TASKS TO CARRY OUT:
• 1. In the post on the digital TV transition, why was WHO assigned UHF channel 19 for its digital broadcasts? Answer in one to three sentences.
• 2. Pick up the post on the digital TV transition right after its final sentence and carry it forward.

TEXT SECTION:
• • • • • • •
WHO has traditionally been broadcasting for years on analog channel 13. When digital broadcasts were started, it would be immpossible to also continue analog broadcasts on VHF channel 13 and initiate digital broadcasts on channel 13 at the same time. So a temporary channel was issued to WHO on UHF channel 19 for digital broadcast purposes.
This is where the confusion comes into play. Although digital WHO was broadcasting on UHF channel 19, when you did a scan looking for channels, it logged into your digital tuners memory as WHO channel 13.1.
This is called mapping. You were really getting a UHF signal off of channel 19 for WHO, but it was labled as channel 13 on your tuner.
When WHO ended analog broadcasts on the 17th, they then started actually broadcasting their digital signal on VHF channel 13... their former analog channel.
Therefore, a re-scan was necessary to find the "new" channel that WHO was now broadcasting on.
For an example, our local channel 6, KFDM is actually broadcasting on UHF channel 21. This is where they are going to stay post transition. Yet, the digital tuners will continue to list it as KFDM-DT channel 6.1.
Our local channel 12 is digitally broadcasting on UHF channel 50. They will revert to channel 12 post transition. A re-scan will be necessary when the go back to channel 12 so the the tuner will know where to "look for" channel 12.
A lot of people have had trouble with this because they always were able to get "channel 13" before, and now they can't. Why not they ask? Well, it is because "channel 13 is actually broadcasting on channel 19, and is not actually "channel 13" anymore. All they had was a VHF antenna, and now they needed a UHF. It has been very confusing for the public.
However, if everything went right, people were able to bridge the changes of channels and still follow their favorite programs. If Lost was on channel 12, but now it is on channel 50, but after the transition it is going back to channel 12, it may have been even more confusing for the public. In that regard, I think it worked.
However, that being said, I think that after about six months post transition, a campaign should be made to align all stations with their final DTV channels. That is to say that our local channel 6, which will stay on UHF channnel 21, should be re-labled as KFDM-DT channel 21 from now on.
It is possible that at some time in the future, a television company could apply to broadcast on channel 6, and then what would happen? You would have a new TV station in a market that would actually be "KXXX-DT channel 6" and KFDM-DT still labeling itself as channel 6 because that was their former channel. More confusion still.

mary... the cat lady:

Hi Connie,
Sorry it had taken me so long to get back to you. The fault was on my end. I missed your posts.
If you were using a radio that was capable of recieving TV audio of channels 2 through 13, yes the audio for WHO is gone for good.
The TV band on the radio picked up the analog audio from the TV station just as your analog tuner did in your TV.
The audio was sent by an analog signal, and that signal has now been turned off.
• • • • • • •
MATERIAL PROVIDED:
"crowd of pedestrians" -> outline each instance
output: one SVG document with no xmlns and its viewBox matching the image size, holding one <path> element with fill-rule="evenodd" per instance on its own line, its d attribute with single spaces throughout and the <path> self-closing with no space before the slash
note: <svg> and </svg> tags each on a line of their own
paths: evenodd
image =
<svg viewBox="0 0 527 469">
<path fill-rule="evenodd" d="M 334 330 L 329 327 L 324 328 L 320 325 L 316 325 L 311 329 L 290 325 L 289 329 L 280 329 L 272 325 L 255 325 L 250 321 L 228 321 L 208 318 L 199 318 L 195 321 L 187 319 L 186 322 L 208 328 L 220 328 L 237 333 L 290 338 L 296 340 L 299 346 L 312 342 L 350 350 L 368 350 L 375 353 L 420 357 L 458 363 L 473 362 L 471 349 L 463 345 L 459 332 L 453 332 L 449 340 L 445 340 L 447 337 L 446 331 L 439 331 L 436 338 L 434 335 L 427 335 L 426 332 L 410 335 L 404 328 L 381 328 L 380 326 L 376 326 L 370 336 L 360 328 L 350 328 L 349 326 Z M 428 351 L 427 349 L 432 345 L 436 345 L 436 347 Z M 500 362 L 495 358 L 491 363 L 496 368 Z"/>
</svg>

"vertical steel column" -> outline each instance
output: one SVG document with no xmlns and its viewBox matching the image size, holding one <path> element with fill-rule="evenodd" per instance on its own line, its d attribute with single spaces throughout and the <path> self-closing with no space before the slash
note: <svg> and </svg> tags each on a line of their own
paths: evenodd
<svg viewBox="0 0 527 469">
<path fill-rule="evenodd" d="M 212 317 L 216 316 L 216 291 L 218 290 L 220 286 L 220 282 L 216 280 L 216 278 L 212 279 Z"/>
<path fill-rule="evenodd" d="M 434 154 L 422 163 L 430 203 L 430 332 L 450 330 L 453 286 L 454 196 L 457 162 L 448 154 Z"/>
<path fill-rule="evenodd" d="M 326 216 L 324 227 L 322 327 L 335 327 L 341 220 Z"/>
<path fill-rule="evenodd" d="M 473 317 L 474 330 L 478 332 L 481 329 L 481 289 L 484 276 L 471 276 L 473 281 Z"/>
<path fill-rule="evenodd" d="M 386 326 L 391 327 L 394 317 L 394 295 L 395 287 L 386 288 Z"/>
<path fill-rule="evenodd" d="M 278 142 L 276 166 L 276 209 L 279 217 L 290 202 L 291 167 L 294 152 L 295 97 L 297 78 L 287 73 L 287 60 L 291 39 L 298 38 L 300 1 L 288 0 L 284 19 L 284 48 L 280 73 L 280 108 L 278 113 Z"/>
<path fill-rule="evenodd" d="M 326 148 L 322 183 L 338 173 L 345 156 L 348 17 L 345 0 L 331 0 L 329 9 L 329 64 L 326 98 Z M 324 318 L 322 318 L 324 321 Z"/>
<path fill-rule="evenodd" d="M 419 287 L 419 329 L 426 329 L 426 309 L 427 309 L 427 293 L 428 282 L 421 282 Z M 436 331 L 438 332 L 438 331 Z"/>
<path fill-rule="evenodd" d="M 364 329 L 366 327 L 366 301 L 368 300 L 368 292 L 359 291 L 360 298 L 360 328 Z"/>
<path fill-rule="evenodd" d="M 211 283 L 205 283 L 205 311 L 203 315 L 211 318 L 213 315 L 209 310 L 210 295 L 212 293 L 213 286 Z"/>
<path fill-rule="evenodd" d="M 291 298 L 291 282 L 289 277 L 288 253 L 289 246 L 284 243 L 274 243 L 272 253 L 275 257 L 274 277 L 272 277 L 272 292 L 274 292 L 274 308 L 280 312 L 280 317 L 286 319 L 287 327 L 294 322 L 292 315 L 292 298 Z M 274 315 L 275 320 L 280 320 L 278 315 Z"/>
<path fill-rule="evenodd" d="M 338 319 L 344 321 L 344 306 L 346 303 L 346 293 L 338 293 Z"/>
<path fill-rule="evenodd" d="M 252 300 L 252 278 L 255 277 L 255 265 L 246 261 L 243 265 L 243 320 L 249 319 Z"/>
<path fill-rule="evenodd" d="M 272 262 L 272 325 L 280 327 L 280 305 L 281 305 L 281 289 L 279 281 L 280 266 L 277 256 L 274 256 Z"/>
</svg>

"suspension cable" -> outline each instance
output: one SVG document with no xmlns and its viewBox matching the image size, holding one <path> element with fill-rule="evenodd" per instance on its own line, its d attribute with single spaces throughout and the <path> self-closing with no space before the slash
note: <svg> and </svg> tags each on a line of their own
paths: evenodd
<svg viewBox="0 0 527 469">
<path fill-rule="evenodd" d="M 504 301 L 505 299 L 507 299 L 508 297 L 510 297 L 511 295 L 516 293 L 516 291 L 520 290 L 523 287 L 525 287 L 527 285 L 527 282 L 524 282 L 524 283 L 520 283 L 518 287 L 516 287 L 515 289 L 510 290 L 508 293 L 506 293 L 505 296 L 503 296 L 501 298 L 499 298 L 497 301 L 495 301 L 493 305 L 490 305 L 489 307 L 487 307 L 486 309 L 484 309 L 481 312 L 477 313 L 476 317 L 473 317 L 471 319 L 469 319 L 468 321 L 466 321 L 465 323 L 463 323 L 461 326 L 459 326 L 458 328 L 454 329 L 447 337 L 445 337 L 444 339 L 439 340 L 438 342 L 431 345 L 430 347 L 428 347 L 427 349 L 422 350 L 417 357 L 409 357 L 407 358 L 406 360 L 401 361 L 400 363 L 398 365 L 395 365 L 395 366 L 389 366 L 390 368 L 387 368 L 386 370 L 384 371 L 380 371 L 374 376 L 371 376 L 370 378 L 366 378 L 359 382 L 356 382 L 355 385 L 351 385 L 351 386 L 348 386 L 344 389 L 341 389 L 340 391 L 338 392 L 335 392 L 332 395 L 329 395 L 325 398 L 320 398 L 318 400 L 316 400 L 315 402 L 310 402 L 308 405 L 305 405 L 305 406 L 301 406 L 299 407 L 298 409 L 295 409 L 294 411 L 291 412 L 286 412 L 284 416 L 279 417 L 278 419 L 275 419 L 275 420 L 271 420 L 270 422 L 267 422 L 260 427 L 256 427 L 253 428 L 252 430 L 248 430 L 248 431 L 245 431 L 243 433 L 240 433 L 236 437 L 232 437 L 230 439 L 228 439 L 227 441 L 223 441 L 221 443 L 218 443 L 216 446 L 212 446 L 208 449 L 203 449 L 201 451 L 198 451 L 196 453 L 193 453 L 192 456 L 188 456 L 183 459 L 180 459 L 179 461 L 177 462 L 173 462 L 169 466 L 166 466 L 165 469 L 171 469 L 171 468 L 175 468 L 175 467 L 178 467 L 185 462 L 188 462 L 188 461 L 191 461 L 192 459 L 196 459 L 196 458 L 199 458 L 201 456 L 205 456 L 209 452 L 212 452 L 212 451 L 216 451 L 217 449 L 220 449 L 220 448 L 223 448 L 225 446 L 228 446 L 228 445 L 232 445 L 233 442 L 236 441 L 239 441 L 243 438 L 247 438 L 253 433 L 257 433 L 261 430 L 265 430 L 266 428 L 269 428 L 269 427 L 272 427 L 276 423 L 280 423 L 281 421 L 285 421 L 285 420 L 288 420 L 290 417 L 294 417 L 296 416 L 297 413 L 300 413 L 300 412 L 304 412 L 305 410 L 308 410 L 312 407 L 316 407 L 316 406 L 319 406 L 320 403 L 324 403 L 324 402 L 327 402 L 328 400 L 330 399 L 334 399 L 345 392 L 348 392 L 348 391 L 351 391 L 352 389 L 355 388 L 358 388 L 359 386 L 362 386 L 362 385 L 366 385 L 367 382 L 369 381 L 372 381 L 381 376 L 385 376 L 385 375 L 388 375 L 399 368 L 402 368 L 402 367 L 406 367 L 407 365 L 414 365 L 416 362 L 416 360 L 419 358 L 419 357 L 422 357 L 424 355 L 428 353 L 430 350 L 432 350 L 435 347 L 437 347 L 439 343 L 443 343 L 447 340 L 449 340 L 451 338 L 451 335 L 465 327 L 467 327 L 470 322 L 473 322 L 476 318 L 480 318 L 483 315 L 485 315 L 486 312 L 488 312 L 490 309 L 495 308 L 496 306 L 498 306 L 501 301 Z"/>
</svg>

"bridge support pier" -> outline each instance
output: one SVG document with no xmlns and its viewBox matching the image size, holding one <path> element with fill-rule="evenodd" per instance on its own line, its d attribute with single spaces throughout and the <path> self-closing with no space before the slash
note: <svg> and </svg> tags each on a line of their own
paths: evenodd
• • • • • • •
ANSWER SET:
• 1. WHO could not keep broadcasting in analog on VHF channel 13 and start digital broadcasts on channel 13 at the same time. It was therefore given UHF channel 19 as a temporary channel for its digital signal.

• 2.
KCCI must still be broadcasting in analog, and therefore you are still able to recieve the audio for that station.
At the end of the extension of the transition date, you will lose that station as well.
Such is the nature of switch to digital broadcasting. It is making more than analog televisions obsolete.

JD in the Quiet Corner:

"However, that being said, I think that after about six months post transition, a campaign should be made to align all stations with their final DTV channels. That is to say that our local channel 6, which will stay on UHF channnel 21, should be re-labled as KFDM-DT channel 21 from now on.
It is possible that at some time in the future, a television company could apply to broadcast on channel 6, and then what would happen? You would have a new TV station in a market that would actually be "KXXX-DT channel 6" and KFDM-DT still labeling itself as channel 6 because that was their former channel. More confusion still."

Mary,
For the last year or more, I've noticed that stations in the markets around here emphasizing their call letters more than previously e.g. during newscasts, they'd say "WLNE 6" whereas before they'd say just the channel number. I don't know if that's their intention.... But, stations have put in so much over the years to establish their brand, which for most if not all, includes their analog channel numeral. Vouchsafe they're NOT going to give up part of that brand easily. In your "channel 6" situation, I imagine that the new station would be forced to bend over backwards --- be physical channel 6, but brand themselves with a number they pick out of a hat.

What you're saying makes perfect sense. It follows the KISS method of operation. But remember that the federal govt just plain hates operating in a way that makes sense. So, I don't see that happening.

mary... the cat lady:

Hey JD,
I hope things are good for you up in the quiet corner.
I understand fully the branding issue. It is just how long can you keep it up?
In the case of a new station coming along on channel 6, it would be part of their LEGAL ID. I just don't think that they could or would just yank a number out of thin air.
The issue actually affects two of our locals. KBTV channel 4 (now on 40) and KFDM channel 6.
Stations have switched channels in the past, and have overcome the branding issues. It just does not make sense to me to totally ignore the true channel until the cows come home. Especially when the station is now broadcasting in a completely different part of the TV spectrum. A station branded as a VHF station which is actuallly on the UHF band.
I believe that this issue would be the least of the problems associated with the transition to digital.
After the dust has settled, another educational campaign could be undertaken to re-educate the public. Nothing would need to be done on the publics part except to learn the new channel number. It is much like cable. People didn't seem to have any trouble at all learning that broadcast channel 4 was on cable channel 2. 6 was on 3 on cable. 12 was on 5. 34 was on 16 and 64 was on 11.
I think it is a no-brainer, but like you said in your post, we probably won't see it happening...

mary... the cat lady:

So, what are you saying JD? The federal government likes to complicate things? Egad. Perish the thought... There' been no history of that, has there?

EmmGee-Ohio:

I would say that it's somewhat complicated for some folks now. Imagine when they have to totally rescan, for station moving back to the OLD station numbers.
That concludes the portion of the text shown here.